/---

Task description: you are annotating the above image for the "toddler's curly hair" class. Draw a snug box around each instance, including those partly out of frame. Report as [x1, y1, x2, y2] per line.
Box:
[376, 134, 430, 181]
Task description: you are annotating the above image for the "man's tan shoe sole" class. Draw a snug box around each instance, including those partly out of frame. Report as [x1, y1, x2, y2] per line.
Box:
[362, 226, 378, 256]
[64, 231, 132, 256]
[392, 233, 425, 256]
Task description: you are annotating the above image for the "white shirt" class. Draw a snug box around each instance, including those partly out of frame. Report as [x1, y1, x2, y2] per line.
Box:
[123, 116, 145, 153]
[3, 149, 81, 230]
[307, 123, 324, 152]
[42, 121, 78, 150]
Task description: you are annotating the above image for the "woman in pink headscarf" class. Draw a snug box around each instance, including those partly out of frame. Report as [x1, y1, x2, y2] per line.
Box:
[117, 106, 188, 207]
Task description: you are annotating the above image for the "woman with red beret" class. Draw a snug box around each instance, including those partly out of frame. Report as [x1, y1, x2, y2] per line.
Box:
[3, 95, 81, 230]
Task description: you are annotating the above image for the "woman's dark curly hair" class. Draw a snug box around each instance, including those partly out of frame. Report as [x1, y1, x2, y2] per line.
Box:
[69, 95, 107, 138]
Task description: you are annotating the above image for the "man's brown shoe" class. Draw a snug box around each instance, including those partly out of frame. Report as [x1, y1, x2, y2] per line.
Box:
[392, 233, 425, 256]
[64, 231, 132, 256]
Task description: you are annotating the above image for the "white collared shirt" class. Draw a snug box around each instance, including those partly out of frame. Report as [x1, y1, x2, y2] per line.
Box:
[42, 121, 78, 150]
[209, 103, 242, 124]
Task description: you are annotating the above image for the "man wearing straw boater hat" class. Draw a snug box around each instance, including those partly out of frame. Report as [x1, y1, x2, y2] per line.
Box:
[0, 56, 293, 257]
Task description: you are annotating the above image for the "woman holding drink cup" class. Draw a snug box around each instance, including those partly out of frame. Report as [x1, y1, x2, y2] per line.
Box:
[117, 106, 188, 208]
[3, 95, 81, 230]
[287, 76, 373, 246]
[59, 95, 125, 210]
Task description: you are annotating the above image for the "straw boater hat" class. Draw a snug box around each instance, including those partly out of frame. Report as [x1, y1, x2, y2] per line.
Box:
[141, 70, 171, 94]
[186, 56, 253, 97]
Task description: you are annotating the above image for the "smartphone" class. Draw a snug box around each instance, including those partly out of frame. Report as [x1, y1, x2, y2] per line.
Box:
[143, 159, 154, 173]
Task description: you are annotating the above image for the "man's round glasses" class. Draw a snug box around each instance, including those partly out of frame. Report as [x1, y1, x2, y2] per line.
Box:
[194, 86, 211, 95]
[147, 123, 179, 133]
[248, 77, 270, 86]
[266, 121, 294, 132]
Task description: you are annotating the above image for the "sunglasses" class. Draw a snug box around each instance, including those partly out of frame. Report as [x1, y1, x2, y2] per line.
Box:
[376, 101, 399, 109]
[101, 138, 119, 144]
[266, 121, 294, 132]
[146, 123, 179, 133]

\---

__Exercise prompt__
Go through the preceding material and copy each line that has the word "shirt".

__Answer for the task__
Task description: you are annotating the above image for the "white shirt" class. Draw a snug box around each instance, including those partly out of frame. Report as [x1, y1, x2, y2] per line.
Task description: you are annotating the above image for the "white collared shirt" class. Draw a snug box around each instance, including those partly out of frame. Report as [x1, y1, x2, y2] per line.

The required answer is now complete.